:: ESTRATTO
Il «maggio radioso» e il rebus di Putin. A chi lasciare in eredità la Russia?.


Corriere della Sera 23/05/15
Il reportage Mosca.
Ha celebrato tre volte in due giorni, Vladimir Putin, i 70 anni della vittoria russa nella Grande Guerra Patriottica. Il 9 maggio sulla Piazza Rossa, con i leader di Cina e India, i nuovi amici che l’infelice diserzione occidentale gli ha messo accanto suo malgrado. Lo stesso giorno, in testa alla «marcia degli immortali» che ha visto 500 mila moscoviti (imitati da oltre 10 milioni di persone in tutta la Russia) sfilare con le foto dei parenti morti nella lotta al nazismo. L’indomani, accogliendo Angela Merkel, venuta a rendere omaggio alle vittime russe del Terzo Reich. 
 Ma la sua vittoria personale, lo Zar del Cremlino, l’ha colta tre giorni dopo il «den pobiedij» a Soci, ricevendo il segretario di Stato americano John Kerry. Si è sciolto in poche ore al sole del Mar Nero, il ghiaccio dei rapporti di vertice tra Mosca e Washington, che l’Amministrazione aveva congelato oltre un anno fa, sull’onda della crisi Ucraina, culminata nell’annessione della Crimea. Dopo aver guidato la carica per punire e isolare Putin, escludendolo dal G8, mettendo al bando i suoi oligarchi, imponendo dure sanzioni alla Russia e assistendo sul piano economico e militare il governo di Kiev, la Casa Bianca è sembrata prendere atto della realtà: la politica dell’isolamento non ha prodotto gli effetti sperati. «Pensavano che la Russia fosse così dipendente dal mercato globale, che bastasse metterle un po’ di paura sul piano economico, per farla cedere. Non è così. Anzi, le contro-sanzioni russe hanno fatto molto più male alle aziende occidentali, soprattutto europee», spiega Viktor Lukyanov, esperto di politica estera, direttore di Russia in Global Affairs .
::::
:: RECORD ESTRATTI
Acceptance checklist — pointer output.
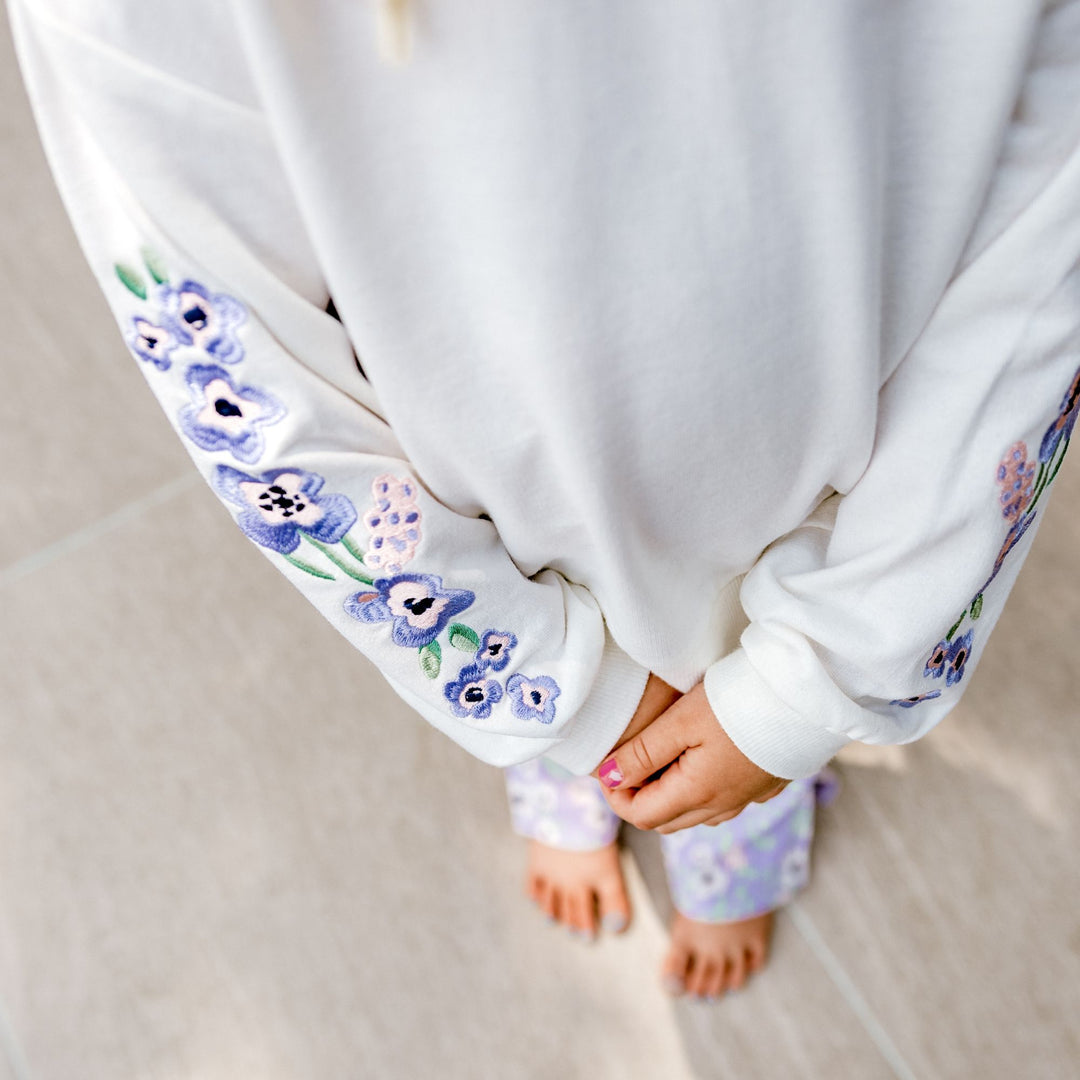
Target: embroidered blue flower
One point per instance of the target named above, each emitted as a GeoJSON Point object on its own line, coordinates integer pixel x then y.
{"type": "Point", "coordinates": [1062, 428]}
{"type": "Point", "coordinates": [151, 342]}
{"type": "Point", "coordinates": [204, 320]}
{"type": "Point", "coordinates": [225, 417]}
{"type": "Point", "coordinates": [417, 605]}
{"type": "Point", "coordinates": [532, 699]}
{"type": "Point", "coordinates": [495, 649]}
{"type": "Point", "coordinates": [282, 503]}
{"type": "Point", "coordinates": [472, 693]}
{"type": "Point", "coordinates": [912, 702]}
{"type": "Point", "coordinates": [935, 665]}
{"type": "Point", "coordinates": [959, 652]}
::::
ESERCIZI DA SVOLGERE
a) Secondo l'estratto su Putin, quanti moscoviti hanno sfilato nella «marcia degli immortali»?
b) Riprendi l'estratto su Putin, proseguendo subito dopo la sua ultima frase.
I record sono materiale a sé, distinto dall'estratto su Putin.

RISULTATI ATTESI
a) 500 mila.

b)
 Certo la posizione americana sull’Ucraina non è affatto mutata. Certo la fine dell’embargo non è per domani, anche se Kerry a Sochi ha per la prima volta legato esplicitamente la piena applicazione degli accordi di Minsk a una sua cessazione. Ma il cambio di passo è palese e riflette una verità evidente per sé: «Gli americani — dice Lukyanov — hanno capito che in Ucraina ci sono tempi lunghi per ogni soluzione praticabile, mentre loro hanno bisogno della Russia ora e subito. Ci sono temi come l’Iran e le crisi in Medio Oriente, sui quali l’America non può fare alcun progresso senza l’aiuto di Mosca. Nella trattativa nucleare con Teheran poi, Obama si gioca il suo posto nella storia». 
 Ma il «maggio radioso» di Vladimir Putin presenta anche aspetti più problematici e ambigui. Nonostante la crisi economica continui a mordere, sia pure con qualche lieve miglioramento sul fronte del rublo e della produzione industriale, la sua popolarità non teme confronti. Il 70% dei russi pensa che sotto di lui la Russia abbia riacquistato il rango di Grande Potenza. E la parata militare del 9 maggio, la più grande a memoria d’uomo con la messa in mostra dei nuovi gioielli dell’arsenale del Cremlino, dal carro Armata t-14 ai missili intercontinentali Yars, lo ha sottolineato in modo plastico. Di più, nulla sembra poter mettere in discussione la stabilità del sistema. Neanche l’assassinio del leader d’opposizione Boris Nemtsov, probabilmente ordito da mano cecena non certo per fare un favore a Putin, ha innescato dinamiche significative contro il Cremlino.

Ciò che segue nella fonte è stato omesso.